▶ [ZU ERLEDIGENDE AUFGABEN]
1. Schreiben Sie aus dem Auszug über das Kopftuch im Schuldienst den Abschnitt ab, der mit den Worten "Der Beschluss erging" beginnt, und hören Sie nach "Fassung vom 13.06.2006)." auf.
2. Welche Vorschriften des nordrhein-westfälischen Schulgesetzes waren laut dem Auszug über das Kopftuch im Schuldienst mittelbar betroffen?
3. Setzen Sie den Auszug über das Kopftuch im Schuldienst im Anschluss an seinen letzten Satz fort.

▶ [VORLIEGENDER AUSZUG]
★ ★ ★

Der Beschluss erging zu den Verfassungsbeschwerden von zwei deutschen Musliminnen. Diese weigerten sich, im Schuldienst ein aus religiösen Gründen getragenes Kopftuch beziehungsweise eine als Ersatz hierfür getragene Wollmütze abzulegen. Zugleich ging es mittelbar um die Vorschriften des nordrhein-westfälischen Schulgesetzes (§ 57 Abs. 4 und § 58 S. 2 SchulG NRW in der Fassung vom 13.06.2006).

In NRW dürfen Lehrerinnen und Lehrer in der Schule keine politischen, religiösen, weltanschaulichen oder ähnliche äußere Bekundungen abgeben, die geeignet sind, die Neutralität des Landes gegenüber Schülerinnen und Schüler sowie Eltern oder den politischen, religiösen oder weltanschauliche Schulfrieden zu stören (§ 57 Abs. 4 S. 1 SchulG NRW). Ein äußeres Verhalten ist insbesondere unzulässig, wenn es bei Schülerinnen und Schülern oder den Eltern den Eindruck hervorrufen kann, dass eine Lehrerin oder ein Lehrer gegen die Menschenwürde, die Gleichberechtigung, die Freiheitsgrundrechte oder die freiheitlich-demokratische Grundordnung auftritt. Eine Ausnahme gilt für die Darstellung von christlichen und abendländischen Bildungs- und Kulturwerte sowie Traditionen.

★ ★ ★

Daten zur Punktlokalisierung:
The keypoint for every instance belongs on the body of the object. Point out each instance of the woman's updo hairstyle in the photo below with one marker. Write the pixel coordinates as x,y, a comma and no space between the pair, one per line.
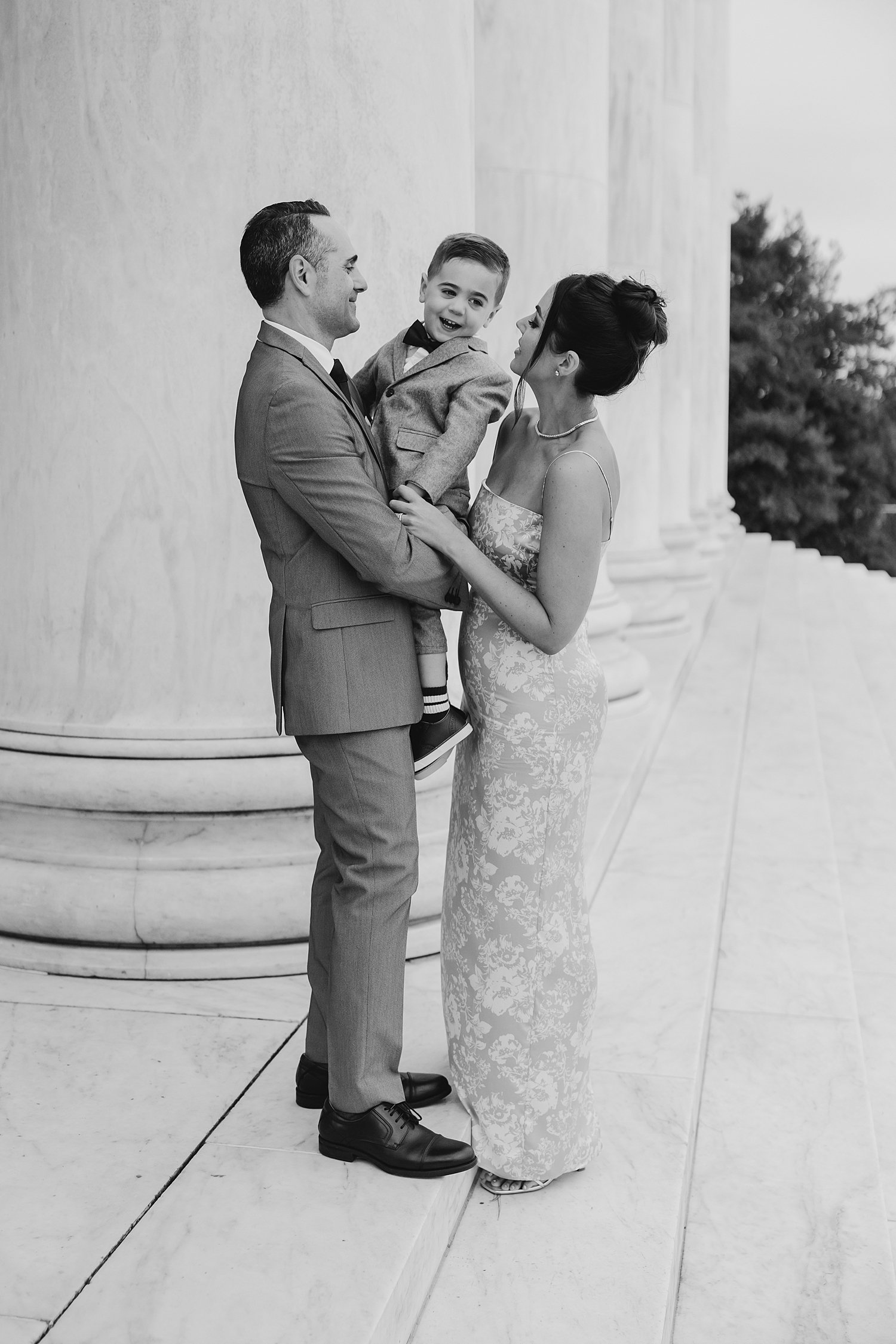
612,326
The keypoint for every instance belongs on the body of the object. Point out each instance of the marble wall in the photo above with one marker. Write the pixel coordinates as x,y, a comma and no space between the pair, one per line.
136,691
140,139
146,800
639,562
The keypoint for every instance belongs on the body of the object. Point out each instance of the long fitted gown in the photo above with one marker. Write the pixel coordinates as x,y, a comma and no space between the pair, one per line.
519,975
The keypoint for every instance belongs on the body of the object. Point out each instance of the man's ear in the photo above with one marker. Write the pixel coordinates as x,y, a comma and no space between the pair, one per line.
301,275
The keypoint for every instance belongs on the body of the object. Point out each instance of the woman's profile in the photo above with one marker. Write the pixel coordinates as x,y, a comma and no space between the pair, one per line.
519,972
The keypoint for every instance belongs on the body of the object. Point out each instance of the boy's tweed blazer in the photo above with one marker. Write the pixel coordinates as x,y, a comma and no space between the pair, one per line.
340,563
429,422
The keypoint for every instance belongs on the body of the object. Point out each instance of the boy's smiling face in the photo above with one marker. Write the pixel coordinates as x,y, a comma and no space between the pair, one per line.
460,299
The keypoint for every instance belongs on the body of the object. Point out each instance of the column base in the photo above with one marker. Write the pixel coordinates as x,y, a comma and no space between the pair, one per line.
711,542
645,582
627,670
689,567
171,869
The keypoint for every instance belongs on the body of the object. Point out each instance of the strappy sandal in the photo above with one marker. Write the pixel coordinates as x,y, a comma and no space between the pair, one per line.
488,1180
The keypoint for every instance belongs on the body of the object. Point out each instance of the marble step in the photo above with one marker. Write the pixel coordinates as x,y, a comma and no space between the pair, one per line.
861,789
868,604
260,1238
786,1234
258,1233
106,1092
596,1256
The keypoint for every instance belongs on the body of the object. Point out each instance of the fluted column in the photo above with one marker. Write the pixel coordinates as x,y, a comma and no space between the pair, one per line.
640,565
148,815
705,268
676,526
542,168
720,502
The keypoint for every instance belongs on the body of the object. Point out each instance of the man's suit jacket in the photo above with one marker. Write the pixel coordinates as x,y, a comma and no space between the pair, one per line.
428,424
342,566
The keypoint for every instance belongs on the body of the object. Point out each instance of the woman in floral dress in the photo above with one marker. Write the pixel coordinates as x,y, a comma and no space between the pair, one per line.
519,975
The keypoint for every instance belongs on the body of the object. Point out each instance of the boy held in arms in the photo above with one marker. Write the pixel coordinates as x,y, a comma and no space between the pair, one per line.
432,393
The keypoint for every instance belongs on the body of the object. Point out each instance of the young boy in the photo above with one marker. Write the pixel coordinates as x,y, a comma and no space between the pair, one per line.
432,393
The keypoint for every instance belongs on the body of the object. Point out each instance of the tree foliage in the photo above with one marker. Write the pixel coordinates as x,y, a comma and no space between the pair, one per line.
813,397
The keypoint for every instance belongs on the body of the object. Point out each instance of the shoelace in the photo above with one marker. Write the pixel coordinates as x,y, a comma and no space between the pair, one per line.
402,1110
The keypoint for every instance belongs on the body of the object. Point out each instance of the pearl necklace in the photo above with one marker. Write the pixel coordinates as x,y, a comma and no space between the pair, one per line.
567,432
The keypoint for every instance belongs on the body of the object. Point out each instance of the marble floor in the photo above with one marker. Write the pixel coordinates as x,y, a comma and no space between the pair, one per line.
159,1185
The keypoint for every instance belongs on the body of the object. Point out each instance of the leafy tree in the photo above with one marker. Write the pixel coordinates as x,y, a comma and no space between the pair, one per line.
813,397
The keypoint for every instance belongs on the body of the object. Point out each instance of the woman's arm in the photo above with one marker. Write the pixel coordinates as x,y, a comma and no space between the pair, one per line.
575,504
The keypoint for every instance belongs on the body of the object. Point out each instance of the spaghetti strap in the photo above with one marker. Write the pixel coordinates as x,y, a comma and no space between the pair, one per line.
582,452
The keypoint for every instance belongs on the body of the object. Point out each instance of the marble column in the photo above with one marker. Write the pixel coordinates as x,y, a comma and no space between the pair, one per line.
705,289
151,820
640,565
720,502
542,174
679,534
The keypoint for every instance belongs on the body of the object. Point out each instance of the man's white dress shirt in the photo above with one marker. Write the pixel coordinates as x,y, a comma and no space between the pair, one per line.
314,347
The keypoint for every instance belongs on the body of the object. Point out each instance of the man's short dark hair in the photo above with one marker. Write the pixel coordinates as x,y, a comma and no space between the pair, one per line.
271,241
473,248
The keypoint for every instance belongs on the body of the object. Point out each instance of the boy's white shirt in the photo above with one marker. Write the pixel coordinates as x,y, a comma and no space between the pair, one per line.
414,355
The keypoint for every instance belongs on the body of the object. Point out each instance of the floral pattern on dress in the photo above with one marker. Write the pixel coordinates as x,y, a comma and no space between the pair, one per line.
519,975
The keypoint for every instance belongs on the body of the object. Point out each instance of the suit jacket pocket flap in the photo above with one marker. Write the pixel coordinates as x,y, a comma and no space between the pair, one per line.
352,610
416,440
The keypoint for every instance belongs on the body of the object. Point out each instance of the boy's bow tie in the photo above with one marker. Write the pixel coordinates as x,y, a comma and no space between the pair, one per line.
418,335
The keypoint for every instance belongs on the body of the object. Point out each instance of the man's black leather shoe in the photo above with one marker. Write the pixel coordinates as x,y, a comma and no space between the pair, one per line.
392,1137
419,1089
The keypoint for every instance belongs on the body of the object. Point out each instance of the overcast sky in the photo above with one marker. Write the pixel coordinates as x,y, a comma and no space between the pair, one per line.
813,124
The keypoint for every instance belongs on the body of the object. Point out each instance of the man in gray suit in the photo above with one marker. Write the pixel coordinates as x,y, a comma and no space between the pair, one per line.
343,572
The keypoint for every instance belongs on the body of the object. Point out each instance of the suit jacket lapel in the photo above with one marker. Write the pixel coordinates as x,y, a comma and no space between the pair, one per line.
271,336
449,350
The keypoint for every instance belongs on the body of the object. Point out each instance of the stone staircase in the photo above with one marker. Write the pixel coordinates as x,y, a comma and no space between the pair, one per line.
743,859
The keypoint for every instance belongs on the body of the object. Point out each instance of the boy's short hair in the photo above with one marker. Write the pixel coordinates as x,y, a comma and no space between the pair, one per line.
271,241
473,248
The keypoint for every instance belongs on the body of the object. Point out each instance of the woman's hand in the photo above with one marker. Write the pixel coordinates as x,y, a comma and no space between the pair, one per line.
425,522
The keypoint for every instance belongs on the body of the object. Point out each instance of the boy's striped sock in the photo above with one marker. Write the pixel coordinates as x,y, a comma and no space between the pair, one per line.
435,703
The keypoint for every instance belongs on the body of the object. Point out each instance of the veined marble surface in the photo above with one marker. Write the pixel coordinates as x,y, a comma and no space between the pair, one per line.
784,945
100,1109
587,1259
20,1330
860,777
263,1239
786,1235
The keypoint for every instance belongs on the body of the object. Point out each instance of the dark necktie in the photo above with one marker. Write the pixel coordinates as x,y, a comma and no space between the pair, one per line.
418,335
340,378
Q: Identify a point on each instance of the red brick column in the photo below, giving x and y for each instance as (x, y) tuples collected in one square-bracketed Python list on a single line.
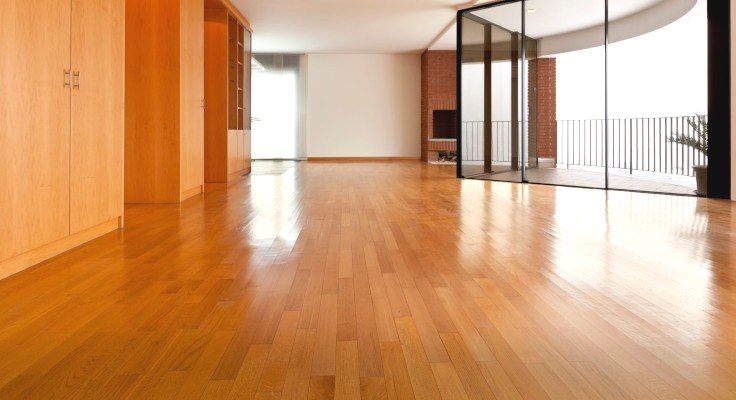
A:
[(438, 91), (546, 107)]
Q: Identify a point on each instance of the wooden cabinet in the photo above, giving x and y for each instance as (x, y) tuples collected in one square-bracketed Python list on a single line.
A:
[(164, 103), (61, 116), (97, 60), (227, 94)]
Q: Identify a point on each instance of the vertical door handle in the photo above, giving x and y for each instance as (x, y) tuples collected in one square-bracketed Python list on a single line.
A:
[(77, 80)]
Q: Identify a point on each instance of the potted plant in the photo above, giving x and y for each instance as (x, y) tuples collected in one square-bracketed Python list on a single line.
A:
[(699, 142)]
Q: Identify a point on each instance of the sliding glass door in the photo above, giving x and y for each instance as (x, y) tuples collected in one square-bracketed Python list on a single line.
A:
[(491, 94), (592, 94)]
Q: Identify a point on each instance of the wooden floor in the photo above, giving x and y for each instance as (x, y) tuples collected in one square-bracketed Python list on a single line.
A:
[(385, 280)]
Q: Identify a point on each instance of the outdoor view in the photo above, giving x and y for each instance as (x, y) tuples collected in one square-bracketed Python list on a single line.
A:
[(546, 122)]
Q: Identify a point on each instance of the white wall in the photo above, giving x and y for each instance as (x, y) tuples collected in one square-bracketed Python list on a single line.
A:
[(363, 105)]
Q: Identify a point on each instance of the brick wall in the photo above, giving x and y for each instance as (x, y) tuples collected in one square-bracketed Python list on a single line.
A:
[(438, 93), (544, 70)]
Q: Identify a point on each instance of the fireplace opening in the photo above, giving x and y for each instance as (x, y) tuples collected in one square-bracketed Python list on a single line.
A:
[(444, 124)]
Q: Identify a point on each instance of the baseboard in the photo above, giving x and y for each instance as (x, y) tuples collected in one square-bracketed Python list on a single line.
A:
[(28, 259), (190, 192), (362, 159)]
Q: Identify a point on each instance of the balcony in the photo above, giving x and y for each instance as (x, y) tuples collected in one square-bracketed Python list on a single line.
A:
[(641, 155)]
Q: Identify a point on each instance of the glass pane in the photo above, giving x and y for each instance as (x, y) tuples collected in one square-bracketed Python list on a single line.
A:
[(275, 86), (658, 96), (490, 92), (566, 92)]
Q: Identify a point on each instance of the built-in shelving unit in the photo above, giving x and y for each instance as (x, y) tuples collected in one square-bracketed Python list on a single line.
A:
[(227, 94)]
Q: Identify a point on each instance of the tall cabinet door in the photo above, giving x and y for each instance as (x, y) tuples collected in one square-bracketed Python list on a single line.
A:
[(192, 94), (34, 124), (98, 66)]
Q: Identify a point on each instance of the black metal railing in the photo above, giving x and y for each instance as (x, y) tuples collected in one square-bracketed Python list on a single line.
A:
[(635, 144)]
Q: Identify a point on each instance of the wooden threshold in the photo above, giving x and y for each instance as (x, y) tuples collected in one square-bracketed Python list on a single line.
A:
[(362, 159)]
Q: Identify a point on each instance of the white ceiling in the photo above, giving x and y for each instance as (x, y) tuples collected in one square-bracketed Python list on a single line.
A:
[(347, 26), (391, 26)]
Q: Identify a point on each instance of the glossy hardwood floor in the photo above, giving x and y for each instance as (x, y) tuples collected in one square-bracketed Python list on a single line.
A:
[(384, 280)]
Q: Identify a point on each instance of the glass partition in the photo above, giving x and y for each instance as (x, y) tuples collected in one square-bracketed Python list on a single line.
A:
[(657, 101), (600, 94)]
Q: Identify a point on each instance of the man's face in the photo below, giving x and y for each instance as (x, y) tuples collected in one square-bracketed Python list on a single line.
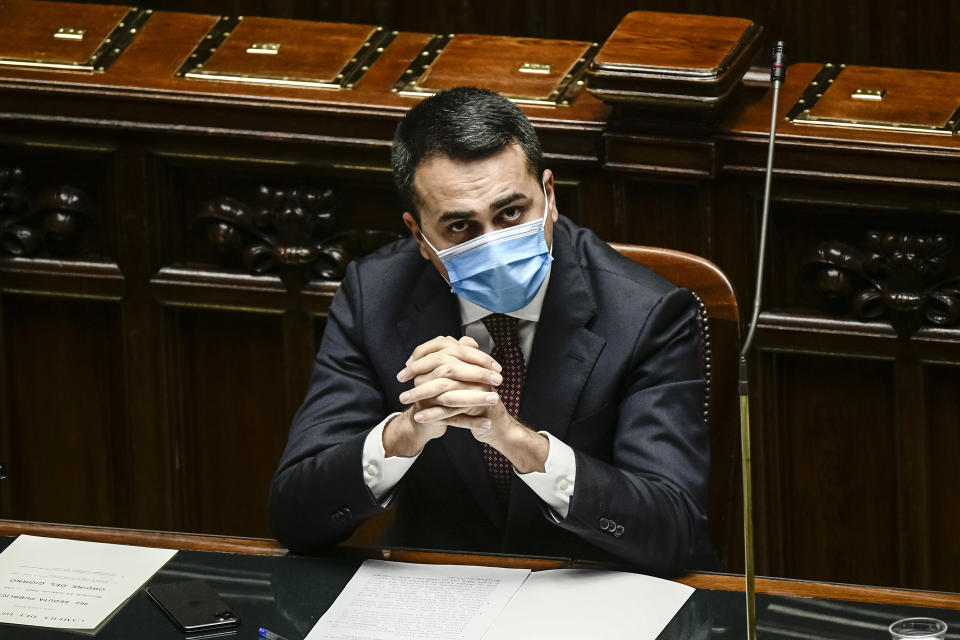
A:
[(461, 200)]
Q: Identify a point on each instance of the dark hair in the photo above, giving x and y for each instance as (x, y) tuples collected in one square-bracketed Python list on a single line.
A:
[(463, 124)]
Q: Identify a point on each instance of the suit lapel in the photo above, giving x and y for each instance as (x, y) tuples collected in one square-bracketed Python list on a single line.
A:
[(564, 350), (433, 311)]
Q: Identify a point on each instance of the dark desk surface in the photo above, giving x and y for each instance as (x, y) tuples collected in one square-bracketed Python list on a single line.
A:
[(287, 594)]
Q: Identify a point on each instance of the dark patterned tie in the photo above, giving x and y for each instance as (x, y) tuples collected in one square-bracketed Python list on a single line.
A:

★ ★ ★

▶ [AUSGABEN IN REIHENFOLGE]
1.
Der Beschluss erging zu den Verfassungsbeschwerden von zwei deutschen Musliminnen. Diese weigerten sich, im Schuldienst ein aus religiösen Gründen getragenes Kopftuch beziehungsweise eine als Ersatz hierfür getragene Wollmütze abzulegen. Zugleich ging es mittelbar um die Vorschriften des nordrhein-westfälischen Schulgesetzes (§ 57 Abs. 4 und § 58 S. 2 SchulG NRW in der Fassung vom 13.06.2006).

2. § 57 Abs. 4 und § 58 S. 2 SchulG NRW in der Fassung vom 13.06.2006.

3.
Kopftuch keine abstrakte Gefahr

Begründet hat das Bundesverfassungsgericht seine Entscheidung im Wesentlichen mit den Argumenten, dass das „Kopftuch“ einer muslimischen Lehrerin keine „abstrakte Gefahr“ für die Störung des Schulfriedens darstelle. Damit erfolgte eine längst überfällige Korrektur Rechtsprechung aus dem Jahre 2003 auf die Klage der Lehrerin Ferestha Ludin. Im Gegensatz dazu müsse eine „hinreichend konkrete Gefahr in einer beachtlichen Anzahl von Fällen für die Störung des Schulfriedens oder die staatliche Neutralität“ feststellbar sein. Das Kopftuch einer Lehrerin alleine stelle hingegen keine konkrete Gefährdung dar.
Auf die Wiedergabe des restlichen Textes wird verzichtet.